**DESCRIPTION OF THE TASK**.
Text only, exactly as given: reproduce the entries below without their pictures.

**DATA UNDER STUDY**.
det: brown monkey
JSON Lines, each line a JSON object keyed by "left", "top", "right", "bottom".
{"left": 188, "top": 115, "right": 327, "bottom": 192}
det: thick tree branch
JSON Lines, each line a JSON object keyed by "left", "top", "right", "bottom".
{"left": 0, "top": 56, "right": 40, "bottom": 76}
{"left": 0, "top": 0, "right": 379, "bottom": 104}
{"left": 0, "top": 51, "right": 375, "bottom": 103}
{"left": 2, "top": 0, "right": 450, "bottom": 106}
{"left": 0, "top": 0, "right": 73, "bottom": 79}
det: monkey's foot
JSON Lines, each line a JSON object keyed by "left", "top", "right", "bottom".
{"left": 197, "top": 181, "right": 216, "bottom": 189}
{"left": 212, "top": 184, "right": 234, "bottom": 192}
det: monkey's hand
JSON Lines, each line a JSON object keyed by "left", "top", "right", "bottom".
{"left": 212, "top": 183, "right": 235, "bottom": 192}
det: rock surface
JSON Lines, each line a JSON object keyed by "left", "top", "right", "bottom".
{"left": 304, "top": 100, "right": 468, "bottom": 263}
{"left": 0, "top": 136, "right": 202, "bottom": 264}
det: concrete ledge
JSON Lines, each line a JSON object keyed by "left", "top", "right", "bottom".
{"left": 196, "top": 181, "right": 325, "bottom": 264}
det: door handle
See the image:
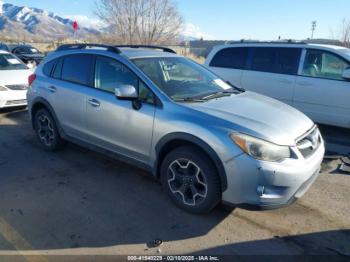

**TASK RESULT**.
det: brown monkey
JSON Lines, each line a JSON object keyed by "left", "top", "right", "bottom".
{"left": 188, "top": 115, "right": 327, "bottom": 192}
det: thick tree branch
JSON Lines, each line a JSON object keyed by "left", "top", "right", "bottom".
{"left": 0, "top": 56, "right": 40, "bottom": 76}
{"left": 0, "top": 0, "right": 379, "bottom": 104}
{"left": 0, "top": 51, "right": 375, "bottom": 103}
{"left": 2, "top": 0, "right": 450, "bottom": 106}
{"left": 0, "top": 0, "right": 73, "bottom": 79}
det: monkey's foot
JSON Lines, each line a JSON object keyed by "left", "top", "right", "bottom".
{"left": 197, "top": 181, "right": 216, "bottom": 189}
{"left": 212, "top": 184, "right": 234, "bottom": 192}
det: monkey's hand
JSON Lines, each line a JSON object keyed by "left", "top", "right", "bottom".
{"left": 212, "top": 183, "right": 235, "bottom": 192}
det: rock surface
JSON Lines, each line a JSON object keyed by "left", "top", "right", "bottom".
{"left": 304, "top": 100, "right": 468, "bottom": 263}
{"left": 0, "top": 136, "right": 202, "bottom": 264}
det: concrete ledge
JSON Lines, each line a JSON object keyed by "left", "top", "right", "bottom".
{"left": 196, "top": 181, "right": 325, "bottom": 264}
det: door handle
See the image:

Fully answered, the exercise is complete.